Objectif 1 ▸ Dans le texte sur le pacte migratoire européen, en quelle année le pacte doit-il officiellement entrer en vigueur ?
Objectif 2 ▸ Recopiez le texte sur le pacte migratoire européen de « Un pacte qui » à « ne soient installés. », en échangeant « canot pneumatique » contre « bateau de fortune ».
Objectif 3 ▸ Reprenez le texte sur le pacte migratoire européen à partir de sa dernière phrase et poursuivez-le.

Texte du document ▸
---
Pourtant, malgré ces signaux d'alerte, l'Union européenne persiste à présenter la Tunisie comme un partenaire fiable, apte à gérer les flux migratoires. Une délégation implicite de la violence et du contrôle, au nom de la sécurité des frontières européennes.
Un pacte qui fragilise les droits humains
Si le pacte ne doit officiellement entrer en vigueur qu'en 2026, plusieurs pays - dont la France, l'Allemagne et la Grèce - ont déjà commencé à appliquer certaines mesures, notamment les procédures d’expulsions accélérées à la frontière. Ainsi, des expulsions express ont été rapportées, notamment dans les zones méditerranéennes. En début d’année, la Cour européenne des droits de l'homme a même condamné la Grèce pour avoir procédé à des refoulements illégaux : l’une des plaignant·es, avait été arrêtée puis détenue avant d'être contrainte, avec d'autres exilé·es, de monter à bord d'un canot pneumatique et repoussée, en pleine nuit, vers la rive turque. La machine est donc déjà en marche, avant même que les garde-fous promis ne soient installés.
---
Données présentées ▸
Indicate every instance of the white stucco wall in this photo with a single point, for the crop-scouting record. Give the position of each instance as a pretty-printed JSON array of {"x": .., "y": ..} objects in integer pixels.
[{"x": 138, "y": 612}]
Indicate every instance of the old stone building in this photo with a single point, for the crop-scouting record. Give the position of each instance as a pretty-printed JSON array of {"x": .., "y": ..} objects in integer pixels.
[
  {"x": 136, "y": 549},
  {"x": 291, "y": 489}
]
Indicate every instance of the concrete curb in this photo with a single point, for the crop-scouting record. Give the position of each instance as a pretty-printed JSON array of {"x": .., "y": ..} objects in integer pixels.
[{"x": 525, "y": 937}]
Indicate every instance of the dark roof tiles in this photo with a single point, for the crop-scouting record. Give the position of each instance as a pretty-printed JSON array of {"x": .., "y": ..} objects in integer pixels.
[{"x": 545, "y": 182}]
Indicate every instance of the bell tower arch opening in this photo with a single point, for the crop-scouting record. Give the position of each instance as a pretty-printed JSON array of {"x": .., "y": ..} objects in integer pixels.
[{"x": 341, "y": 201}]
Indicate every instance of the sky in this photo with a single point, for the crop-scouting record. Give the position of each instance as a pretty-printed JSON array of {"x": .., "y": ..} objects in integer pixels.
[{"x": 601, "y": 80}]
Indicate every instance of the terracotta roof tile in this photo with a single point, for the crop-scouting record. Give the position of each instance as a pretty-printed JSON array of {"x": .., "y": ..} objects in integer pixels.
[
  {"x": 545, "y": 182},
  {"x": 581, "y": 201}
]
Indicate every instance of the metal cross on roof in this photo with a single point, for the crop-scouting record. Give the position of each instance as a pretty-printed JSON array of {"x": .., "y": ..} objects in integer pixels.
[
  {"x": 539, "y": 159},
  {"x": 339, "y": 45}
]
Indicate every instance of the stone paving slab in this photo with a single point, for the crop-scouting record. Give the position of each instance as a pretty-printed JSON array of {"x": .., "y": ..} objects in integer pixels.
---
Réponse 1 ▸ En 2026.

Réponse 2 ▸
Un pacte qui fragilise les droits humains
Si le pacte ne doit officiellement entrer en vigueur qu'en 2026, plusieurs pays - dont la France, l'Allemagne et la Grèce - ont déjà commencé à appliquer certaines mesures, notamment les procédures d’expulsions accélérées à la frontière. Ainsi, des expulsions express ont été rapportées, notamment dans les zones méditerranéennes. En début d’année, la Cour européenne des droits de l'homme a même condamné la Grèce pour avoir procédé à des refoulements illégaux : l’une des plaignant·es, avait été arrêtée puis détenue avant d'être contrainte, avec d'autres exilé·es, de monter à bord d'un bateau de fortune et repoussée, en pleine nuit, vers la rive turque. La machine est donc déjà en marche, avant même que les garde-fous promis ne soient installés.

Réponse 3 ▸
Malgré un discours qui se veut rassurant de la part des instances européennes, le nouveau pacte consacre la continuité d’un paradigme : celui d'une Europe qui privilégie la fermeture à la solidarité. En confiant la gestion des frontières à des pays comme la Tunisie, en durcissant les procédures aux dépens des droits fondamentaux, l'Union se dégage de sa responsabilité historique. Le droit d'asile, jadis pilier de la construction européenne, paraît aujourd'hui relégué au second plan face aux impératifs sécuritaires.
Pour plusieurs organisations de défense des droits des migrant·es comme la Cimade, ce pacte représente "une réforme cruelle, coûteuse et inefficace qui risque de créer toujours plus de souffrances et de multiplier les désastres humanitaires aux frontières."